**WRITTEN EXERCISE**
Copy the listing exactly, starting at the line that contains "For each instance of the leaning" and ending at the line that contains "(1125, 191)", with both of those lines included.
#####
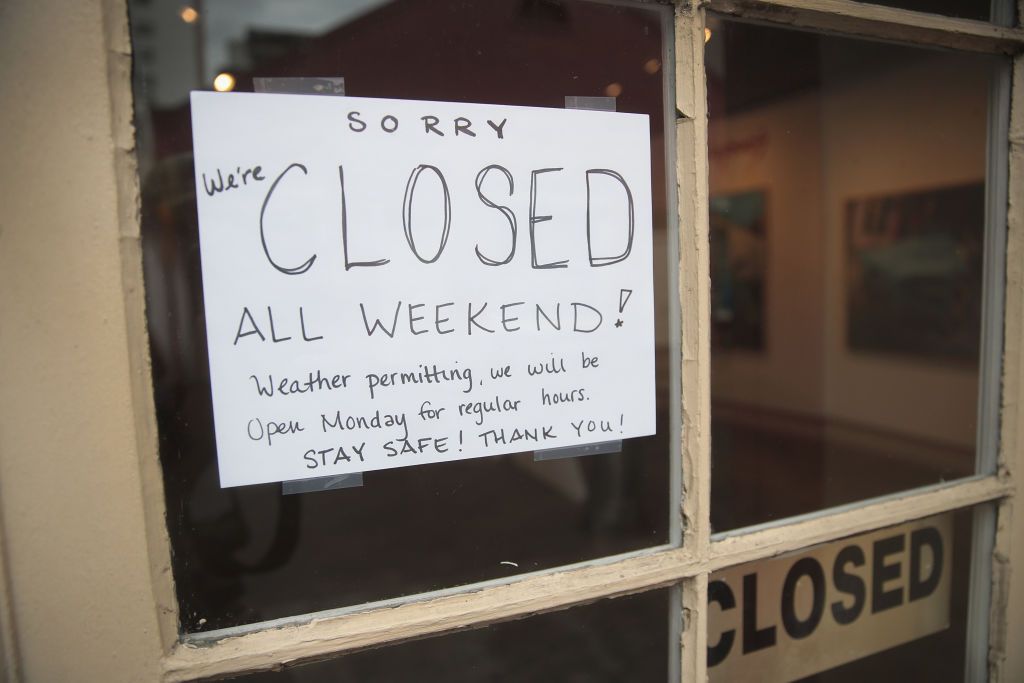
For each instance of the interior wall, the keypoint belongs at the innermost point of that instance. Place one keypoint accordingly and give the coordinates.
(821, 148)
(775, 148)
(70, 491)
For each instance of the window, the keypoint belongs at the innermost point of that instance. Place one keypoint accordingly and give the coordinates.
(757, 118)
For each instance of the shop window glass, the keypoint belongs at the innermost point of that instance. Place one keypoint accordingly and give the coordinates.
(248, 554)
(891, 578)
(967, 9)
(847, 228)
(624, 639)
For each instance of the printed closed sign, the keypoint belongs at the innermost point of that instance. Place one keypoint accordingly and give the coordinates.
(798, 614)
(392, 283)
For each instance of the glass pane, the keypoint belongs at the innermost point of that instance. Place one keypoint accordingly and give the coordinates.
(847, 225)
(250, 554)
(967, 9)
(887, 606)
(625, 639)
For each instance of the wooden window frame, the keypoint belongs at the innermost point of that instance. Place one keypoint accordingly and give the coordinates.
(272, 644)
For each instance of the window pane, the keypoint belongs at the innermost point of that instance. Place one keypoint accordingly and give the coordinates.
(876, 607)
(625, 639)
(847, 223)
(968, 9)
(249, 554)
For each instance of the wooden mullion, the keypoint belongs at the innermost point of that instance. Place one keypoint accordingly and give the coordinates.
(887, 24)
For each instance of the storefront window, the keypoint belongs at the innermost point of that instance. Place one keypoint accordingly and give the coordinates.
(847, 237)
(249, 554)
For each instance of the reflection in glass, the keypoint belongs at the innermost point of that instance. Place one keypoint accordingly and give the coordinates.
(624, 639)
(847, 224)
(249, 554)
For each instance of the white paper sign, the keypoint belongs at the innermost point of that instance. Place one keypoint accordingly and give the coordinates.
(392, 283)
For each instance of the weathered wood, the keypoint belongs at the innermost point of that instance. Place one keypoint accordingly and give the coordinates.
(886, 24)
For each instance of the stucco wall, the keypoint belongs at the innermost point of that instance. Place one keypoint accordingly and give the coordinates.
(70, 492)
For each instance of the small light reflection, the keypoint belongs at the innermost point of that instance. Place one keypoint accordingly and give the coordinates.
(188, 14)
(224, 82)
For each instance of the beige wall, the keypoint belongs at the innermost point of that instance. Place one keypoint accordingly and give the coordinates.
(70, 491)
(820, 150)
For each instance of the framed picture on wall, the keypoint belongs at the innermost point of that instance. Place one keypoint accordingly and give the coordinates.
(737, 270)
(913, 264)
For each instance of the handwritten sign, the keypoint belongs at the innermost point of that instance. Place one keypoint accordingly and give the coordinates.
(392, 283)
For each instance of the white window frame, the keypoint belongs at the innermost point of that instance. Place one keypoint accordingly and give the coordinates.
(270, 645)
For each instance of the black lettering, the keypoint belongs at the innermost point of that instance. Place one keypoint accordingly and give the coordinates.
(809, 567)
(302, 325)
(754, 638)
(273, 334)
(499, 128)
(354, 120)
(413, 318)
(430, 125)
(848, 583)
(882, 572)
(344, 229)
(507, 212)
(597, 261)
(576, 317)
(438, 319)
(471, 318)
(299, 269)
(922, 588)
(719, 591)
(378, 324)
(556, 324)
(506, 319)
(463, 125)
(246, 315)
(213, 186)
(535, 219)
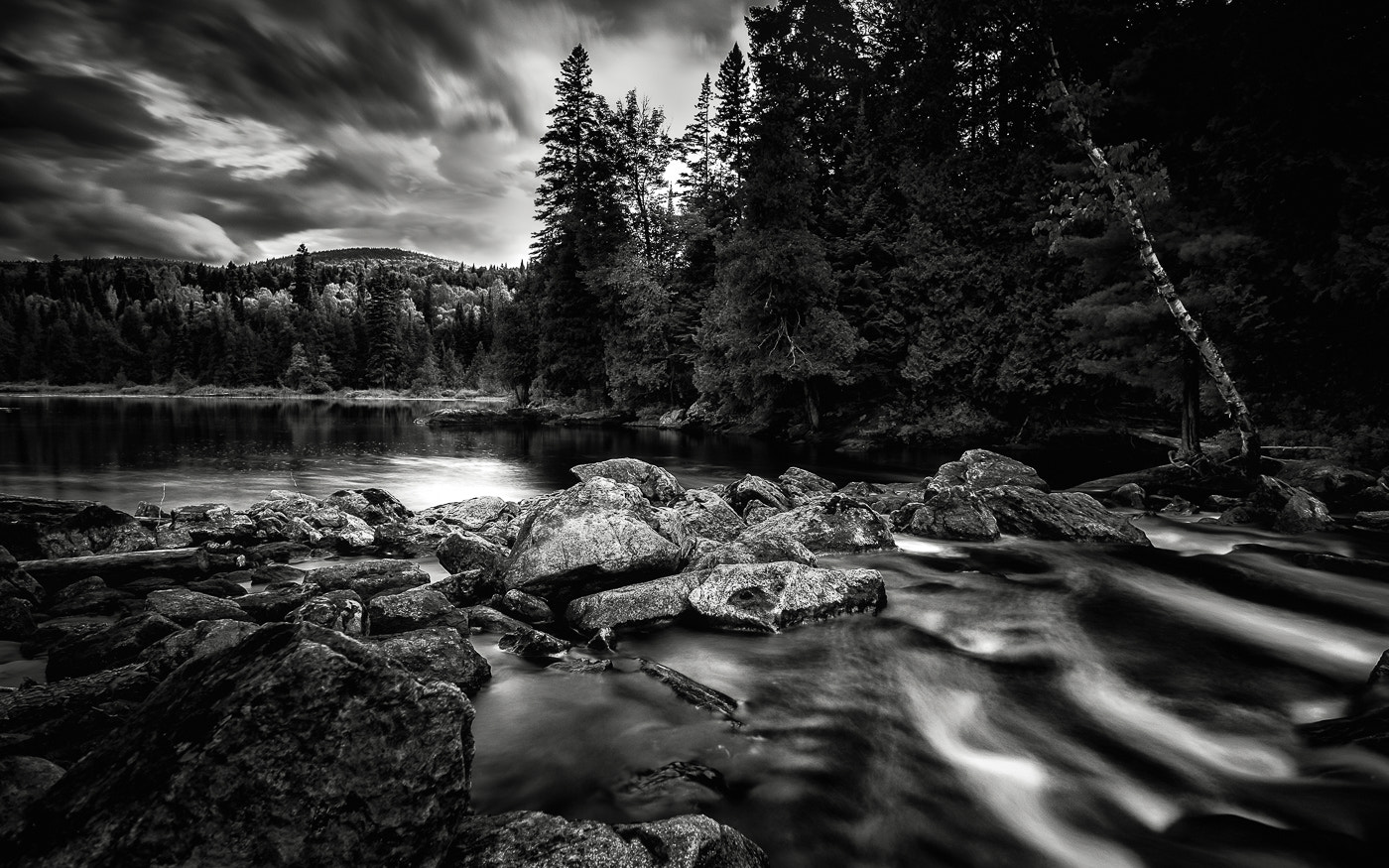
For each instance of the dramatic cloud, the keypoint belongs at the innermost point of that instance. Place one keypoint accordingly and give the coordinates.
(235, 129)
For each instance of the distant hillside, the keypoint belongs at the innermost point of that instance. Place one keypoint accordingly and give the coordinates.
(391, 256)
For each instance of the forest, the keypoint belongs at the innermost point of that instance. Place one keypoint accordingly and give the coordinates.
(878, 222)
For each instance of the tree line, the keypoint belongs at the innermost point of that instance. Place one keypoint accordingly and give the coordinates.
(882, 219)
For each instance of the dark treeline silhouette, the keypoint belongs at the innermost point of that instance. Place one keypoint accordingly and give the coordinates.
(365, 318)
(882, 222)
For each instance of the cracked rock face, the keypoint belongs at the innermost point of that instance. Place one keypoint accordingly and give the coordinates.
(592, 537)
(770, 597)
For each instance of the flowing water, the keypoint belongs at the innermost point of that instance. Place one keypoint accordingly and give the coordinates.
(1017, 703)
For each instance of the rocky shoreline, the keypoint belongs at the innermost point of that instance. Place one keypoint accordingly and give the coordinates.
(208, 701)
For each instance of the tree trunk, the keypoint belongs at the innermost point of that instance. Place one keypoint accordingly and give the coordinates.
(1124, 204)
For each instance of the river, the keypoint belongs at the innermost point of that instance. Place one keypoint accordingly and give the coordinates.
(1017, 703)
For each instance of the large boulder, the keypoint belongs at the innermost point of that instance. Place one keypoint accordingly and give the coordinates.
(835, 524)
(438, 653)
(413, 610)
(541, 840)
(592, 537)
(954, 514)
(187, 607)
(656, 483)
(635, 607)
(298, 746)
(770, 597)
(464, 551)
(1067, 516)
(115, 646)
(368, 578)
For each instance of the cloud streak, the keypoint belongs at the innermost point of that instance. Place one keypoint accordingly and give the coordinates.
(232, 129)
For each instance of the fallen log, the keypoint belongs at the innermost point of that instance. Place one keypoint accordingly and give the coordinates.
(178, 564)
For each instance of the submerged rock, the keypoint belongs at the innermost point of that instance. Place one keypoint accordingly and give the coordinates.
(296, 746)
(771, 597)
(541, 840)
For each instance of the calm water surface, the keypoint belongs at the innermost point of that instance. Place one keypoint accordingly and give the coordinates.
(1017, 703)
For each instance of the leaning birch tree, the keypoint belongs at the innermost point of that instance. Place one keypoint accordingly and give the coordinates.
(1125, 191)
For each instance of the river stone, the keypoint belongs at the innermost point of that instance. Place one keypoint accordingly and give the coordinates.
(1067, 516)
(636, 607)
(464, 551)
(438, 653)
(757, 489)
(770, 597)
(368, 576)
(336, 610)
(23, 781)
(541, 840)
(188, 607)
(277, 601)
(592, 537)
(802, 486)
(198, 641)
(656, 483)
(836, 524)
(413, 610)
(115, 646)
(298, 746)
(372, 506)
(752, 548)
(954, 514)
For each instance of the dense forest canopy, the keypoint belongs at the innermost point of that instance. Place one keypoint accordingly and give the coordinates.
(875, 221)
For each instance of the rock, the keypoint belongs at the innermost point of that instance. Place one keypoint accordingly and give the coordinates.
(469, 587)
(94, 530)
(802, 486)
(296, 746)
(532, 610)
(688, 689)
(23, 781)
(670, 791)
(656, 483)
(462, 551)
(217, 586)
(756, 489)
(1326, 481)
(981, 468)
(115, 646)
(580, 666)
(592, 537)
(413, 610)
(753, 548)
(541, 840)
(704, 514)
(370, 576)
(886, 497)
(1375, 520)
(954, 514)
(336, 610)
(1129, 495)
(372, 506)
(770, 597)
(1303, 514)
(837, 524)
(16, 620)
(438, 653)
(270, 606)
(636, 607)
(198, 641)
(1067, 516)
(531, 642)
(65, 719)
(188, 607)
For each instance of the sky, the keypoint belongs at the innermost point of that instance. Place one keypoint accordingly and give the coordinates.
(236, 129)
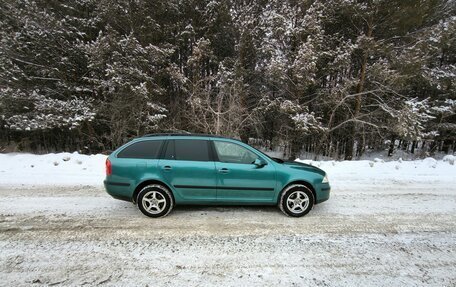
#####
**TASK OUTPUT**
For each instance of the leaning birch tree, the keypoint belongs at the innermost point of that instance. Place one keypoint accordingly and give the coordinates.
(1125, 191)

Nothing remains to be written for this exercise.